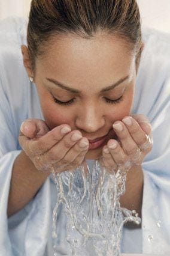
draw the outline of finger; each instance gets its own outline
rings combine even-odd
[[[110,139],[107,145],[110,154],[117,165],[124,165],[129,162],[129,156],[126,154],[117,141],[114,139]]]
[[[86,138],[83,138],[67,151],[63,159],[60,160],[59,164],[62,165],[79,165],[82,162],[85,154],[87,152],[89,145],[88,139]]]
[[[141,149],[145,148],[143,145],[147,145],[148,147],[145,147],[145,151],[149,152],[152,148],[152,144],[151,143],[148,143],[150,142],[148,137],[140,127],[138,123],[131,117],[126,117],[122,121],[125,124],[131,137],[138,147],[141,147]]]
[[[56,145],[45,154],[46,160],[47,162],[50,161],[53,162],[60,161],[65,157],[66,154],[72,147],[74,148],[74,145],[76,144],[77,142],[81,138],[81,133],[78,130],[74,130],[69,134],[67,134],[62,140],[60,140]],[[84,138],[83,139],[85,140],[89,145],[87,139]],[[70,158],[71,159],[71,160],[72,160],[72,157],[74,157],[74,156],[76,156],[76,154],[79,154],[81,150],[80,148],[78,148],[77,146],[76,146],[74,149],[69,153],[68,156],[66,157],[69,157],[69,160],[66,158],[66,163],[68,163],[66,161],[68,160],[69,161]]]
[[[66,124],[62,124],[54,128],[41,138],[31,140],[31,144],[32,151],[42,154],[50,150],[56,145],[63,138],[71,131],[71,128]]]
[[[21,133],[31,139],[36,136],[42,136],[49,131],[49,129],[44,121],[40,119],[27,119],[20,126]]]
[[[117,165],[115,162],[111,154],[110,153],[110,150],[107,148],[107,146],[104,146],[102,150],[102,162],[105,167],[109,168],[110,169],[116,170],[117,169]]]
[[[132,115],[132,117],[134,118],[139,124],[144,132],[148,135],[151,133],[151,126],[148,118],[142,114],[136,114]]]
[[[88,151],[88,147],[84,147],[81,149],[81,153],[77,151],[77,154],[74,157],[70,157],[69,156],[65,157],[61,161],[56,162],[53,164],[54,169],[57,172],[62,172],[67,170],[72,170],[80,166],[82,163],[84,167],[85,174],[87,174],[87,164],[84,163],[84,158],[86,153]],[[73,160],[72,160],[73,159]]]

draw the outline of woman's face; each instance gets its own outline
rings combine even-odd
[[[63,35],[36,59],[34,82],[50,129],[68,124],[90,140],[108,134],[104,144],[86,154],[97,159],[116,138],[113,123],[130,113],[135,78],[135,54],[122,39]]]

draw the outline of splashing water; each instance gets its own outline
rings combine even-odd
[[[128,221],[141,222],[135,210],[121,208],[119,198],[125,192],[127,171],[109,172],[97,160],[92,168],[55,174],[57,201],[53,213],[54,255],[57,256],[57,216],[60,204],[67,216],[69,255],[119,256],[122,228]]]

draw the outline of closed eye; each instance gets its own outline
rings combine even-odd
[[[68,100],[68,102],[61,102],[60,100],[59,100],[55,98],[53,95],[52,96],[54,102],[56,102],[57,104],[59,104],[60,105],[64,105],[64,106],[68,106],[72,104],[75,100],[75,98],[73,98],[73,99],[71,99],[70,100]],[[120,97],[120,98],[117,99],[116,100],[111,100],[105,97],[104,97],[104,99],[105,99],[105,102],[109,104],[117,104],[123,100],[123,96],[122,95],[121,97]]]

> **Problem requirements**: Reproduce the stretch from the line containing "draw the outline of splashing" through the end of the rows, swapping "closed eye" for "shut eye" and keeping everything else the same.

> **Solution for this problem**:
draw the outline of splashing water; each instance gets its own outline
rings combine even-odd
[[[128,221],[141,222],[135,210],[121,208],[119,198],[125,192],[127,171],[109,172],[97,160],[92,168],[55,174],[57,201],[53,213],[54,255],[57,256],[57,216],[60,204],[67,216],[69,255],[119,256],[122,228]]]

draw the outline of shut eye; each instance gets its own outline
rings combine even-odd
[[[68,100],[68,102],[61,102],[60,100],[59,100],[55,98],[53,95],[52,96],[54,102],[56,102],[57,104],[59,104],[60,105],[64,105],[64,106],[68,106],[72,104],[75,100],[75,98],[73,98],[73,99],[71,99],[70,100]],[[120,97],[120,98],[117,99],[116,100],[111,100],[105,97],[104,97],[104,99],[105,99],[105,102],[109,104],[117,104],[123,100],[123,96],[122,95],[121,97]]]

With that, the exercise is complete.